Identify every line in the records that contains the string "lane" and copy each such line. Case counts.

__________

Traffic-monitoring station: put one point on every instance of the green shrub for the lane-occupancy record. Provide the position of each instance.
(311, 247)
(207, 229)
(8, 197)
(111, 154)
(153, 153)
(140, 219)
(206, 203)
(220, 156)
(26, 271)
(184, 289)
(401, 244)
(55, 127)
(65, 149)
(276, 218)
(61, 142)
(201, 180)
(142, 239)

__________

### Finished answer
Traffic-monitoring station: put one point on every instance of the green shrub for the lane-occupancy record. Provide the position of each instance.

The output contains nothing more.